───── Provided passage
Original blog: Doi Technology Team
Link: https://blog.doiduoyi.com/authors/1584446358138
Original intention: Record the learning experience of the excellent Doi Technology Team
*This article is based on PaddlePaddle 0.11.0 and Python 2.7
Introduction to the Dataset¶
As the title suggests, the training uses handwritten digits from the MNIST database, which contains a training set of 60,000 examples and a test set of 10,000 examples. The images are 28x28 pixel matrices, and the labels correspond to 10 digits from 0 to 9. Each image has been normalized in size and centered. The images in this dataset are grayscale single-channel images, and an example image is shown below:

This dataset is very small, making it suitable for image recognition beginners. There are a total of 4 files: training data and corresponding labels, test data and corresponding labels. The files are shown in the table:
|File Name |Size |Description |
| :—: |:—: | :—:|
|train-images-idx3-ubyte |9.9M |Training images, 60,000 examples |
|train-labels-idx1-ubyte |28.9K |Training labels, 60,000 examples |
|t10k-images-idx3-ubyte |1.6M |Test images, 10,000 examples |
|t10k-labels-idx1-ubyte |4.5K |Test labels, 10,000 examples |
Compared to the 170+M CIFAR dataset, this dataset is much smaller. This makes training very fast, which can immediately spark developers’ interest.
──────────
• [Task directions]: Copy out the MNIST dataset introduction above word for word, in full.
───── Data excerpts
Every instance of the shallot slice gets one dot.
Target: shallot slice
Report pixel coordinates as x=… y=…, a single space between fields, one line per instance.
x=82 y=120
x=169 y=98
──────────
• [Written solution]:
Original blog: Doi Technology Team
Link: https://blog.doiduoyi.com/authors/1584446358138
Original intention: Record the learning experience of the excellent Doi Technology Team
*This article is based on PaddlePaddle 0.11.0 and Python 2.7
Introduction to the Dataset¶
As the title suggests, the training uses handwritten digits from the MNIST database, which contains a training set of 60,000 examples and a test set of 10,000 examples. The images are 28x28 pixel matrices, and the labels correspond to 10 digits from 0 to 9. Each image has been normalized in size and centered. The images in this dataset are grayscale single-channel images, and an example image is shown below:

This dataset is very small, making it suitable for image recognition beginners. There are a total of 4 files: training data and corresponding labels, test data and corresponding labels. The files are shown in the table:
|File Name |Size |Description |
| :—: |:—: | :—:|
|train-images-idx3-ubyte |9.9M |Training images, 60,000 examples |
|train-labels-idx1-ubyte |28.9K |Training labels, 60,000 examples |
|t10k-images-idx3-ubyte |1.6M |Test images, 10,000 examples |
|t10k-labels-idx1-ubyte |4.5K |Test labels, 10,000 examples |
Compared to the 170+M CIFAR dataset, this dataset is much smaller. This makes training very fast, which can immediately spark developers’ interest.